- _DATA SUPPLIED_:
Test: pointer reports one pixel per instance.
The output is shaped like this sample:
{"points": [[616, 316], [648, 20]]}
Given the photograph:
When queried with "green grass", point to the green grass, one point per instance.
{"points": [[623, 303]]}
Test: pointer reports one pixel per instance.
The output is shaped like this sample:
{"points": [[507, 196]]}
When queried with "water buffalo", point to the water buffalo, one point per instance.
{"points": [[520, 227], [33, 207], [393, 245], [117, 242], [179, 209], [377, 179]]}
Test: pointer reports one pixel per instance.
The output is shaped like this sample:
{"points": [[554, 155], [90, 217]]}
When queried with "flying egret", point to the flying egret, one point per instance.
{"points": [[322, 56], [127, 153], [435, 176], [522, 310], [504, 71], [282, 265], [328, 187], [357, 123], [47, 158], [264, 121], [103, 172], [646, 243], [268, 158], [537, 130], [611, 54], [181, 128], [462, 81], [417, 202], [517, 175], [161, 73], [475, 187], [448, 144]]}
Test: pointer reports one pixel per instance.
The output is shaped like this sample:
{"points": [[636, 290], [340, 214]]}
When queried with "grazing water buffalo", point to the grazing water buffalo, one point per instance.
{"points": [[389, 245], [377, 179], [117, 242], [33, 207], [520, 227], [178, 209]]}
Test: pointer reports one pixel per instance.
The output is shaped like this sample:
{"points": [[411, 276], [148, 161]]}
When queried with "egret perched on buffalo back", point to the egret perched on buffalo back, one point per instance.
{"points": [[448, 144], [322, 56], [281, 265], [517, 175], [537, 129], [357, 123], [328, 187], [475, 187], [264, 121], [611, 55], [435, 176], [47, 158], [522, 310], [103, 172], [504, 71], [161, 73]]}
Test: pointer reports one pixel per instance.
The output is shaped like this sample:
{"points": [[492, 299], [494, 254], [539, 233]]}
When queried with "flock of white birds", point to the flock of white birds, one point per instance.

- _PROBLEM STATEMENT_: Retype everything in the material above exactly.

- _SOLUTION TO THIS TASK_:
Test: pointer reports one pixel per instance.
The output is shaped like this sample:
{"points": [[616, 316], [648, 20]]}
Given the photograph:
When queried with "green grass", point to the green grass, one point per instance.
{"points": [[623, 303]]}
Test: pointer reports one pixel per instance.
The output is shaped like this sample:
{"points": [[507, 196]]}
When queried with "water buffalo", point to the water buffalo, one point per instance.
{"points": [[520, 227], [33, 207], [393, 245], [117, 242], [179, 209], [377, 179]]}
Test: pointer reports one pixel per instance.
The output is shaped like this sample:
{"points": [[554, 155], [90, 217]]}
When queried with "flying egret", point to the flying egret, one point per instance.
{"points": [[322, 56], [127, 153], [435, 176], [522, 310], [504, 71], [282, 265], [328, 187], [357, 123], [47, 158], [264, 121], [103, 172], [646, 243], [268, 158], [537, 130], [611, 54], [181, 128], [462, 81], [417, 202], [517, 175], [161, 73], [475, 187], [448, 144]]}
Test: pointer reports one pixel per instance.
The output is shaped like this sample:
{"points": [[636, 290], [340, 214]]}
When queried with "grazing water buffalo", point to the grazing water buffalo, one point per instance.
{"points": [[389, 245], [377, 179], [117, 242], [33, 207], [520, 227], [178, 209]]}
Test: pointer reports one pixel per instance.
The output is shaped like this sample:
{"points": [[411, 276], [148, 161]]}
When queried with "egret perched on buffalo back", point to the egret perched on buffalo back, one point per instance.
{"points": [[448, 144], [322, 56], [281, 265], [517, 175], [537, 129], [357, 123], [328, 187], [475, 187], [264, 121], [611, 55], [435, 176], [47, 158], [522, 310], [103, 172], [504, 71], [161, 73]]}
Test: pointer reports one pixel per instance.
The output is shaped like this sample:
{"points": [[492, 299], [494, 254], [539, 233]]}
When queried with "flock of white birds", point to the flock of white birds, one point per instance.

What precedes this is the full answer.